• PASSAGE
-- -- --

Magnitude and direction of its velocity problem

[Quezar]

A soccer ball is kicked with an initial speed of 5.9 m/s in a direction 24.0° above the horizontal. Find the magnitude and direction of its velocity at the following times. (Take the +x axis to be parallel to the ground, in the direction that the ball is kicked.)

(a) 0.250 s after being kicked
1 ___ m/s
2 ___ degrees (counterclockwise from the +x axis)

(b) 0.500 s after being kicked
1 ___ m/s
2 ___ degrees (counterclockwise from the +x axis)


vx = v0x +ax * t
vy= v0y + ay * t


cos24=x/5.9
1/2*-9.8*.25^2+2.4*.25 = .29
vx = 5.4 vy = .29
thats all I could figure out

 

[thebigstar25]

you are given the initial velocity and theta , you can get vox and voy noting that:

vox = vo*costheta , voy = vo*sintheta .. and in each part you given the time (t) , another thing you need to notice is that the velocity in the x-direction is constant, so what that tells you?

-- -- --

• DIRECTIVES
A. In the soccer ball thread, at what angle above the horizontal is the ball kicked?
B. In the soccer ball thread, rewrite the stretch from "you are given" through "that tells you?", swapping "constant" for "unchanging".
C. Extend the soccer ball thread past its last line.

• DATA
-- -- --

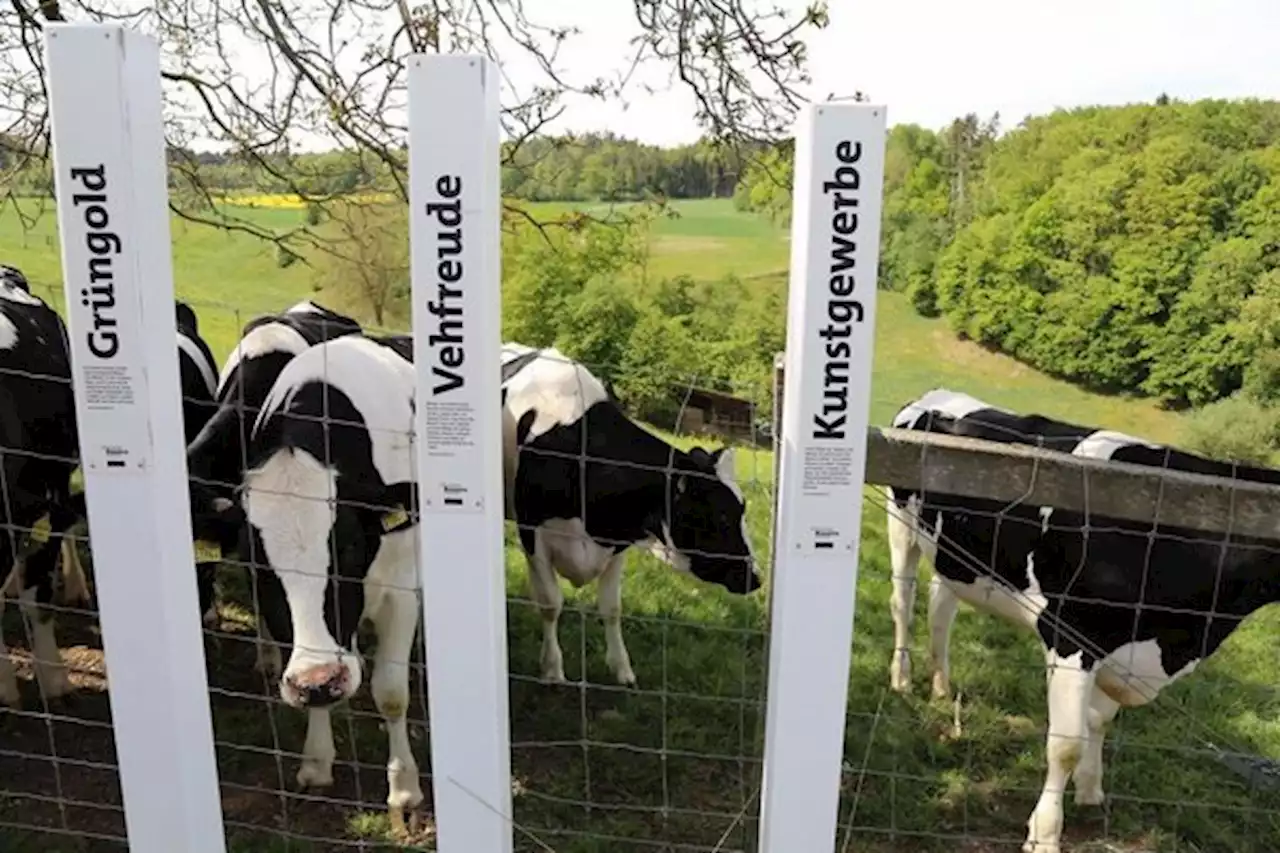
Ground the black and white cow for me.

-- -- --

• EXPECTED ANSWERS
A. 24.0°

B.
you are given the initial velocity and theta , you can get vox and voy noting that:

vox = vo*costheta , voy = vo*sintheta .. and in each part you given the time (t) , another thing you need to notice is that the velocity in the x-direction is unchanging, so what that tells you?

C.
and the velocity in the y-direction is changing under the influence of gravity, you wrote this equation:
vy = voy -gt , you have voy , g is constant , and you are given t..

to find v it is just finding sqrt(vx^2 + vy^2) and the direction is just arctan(vy/vx) ,this question is fairly straight forward, try again and see if it is different than the values you got .. :)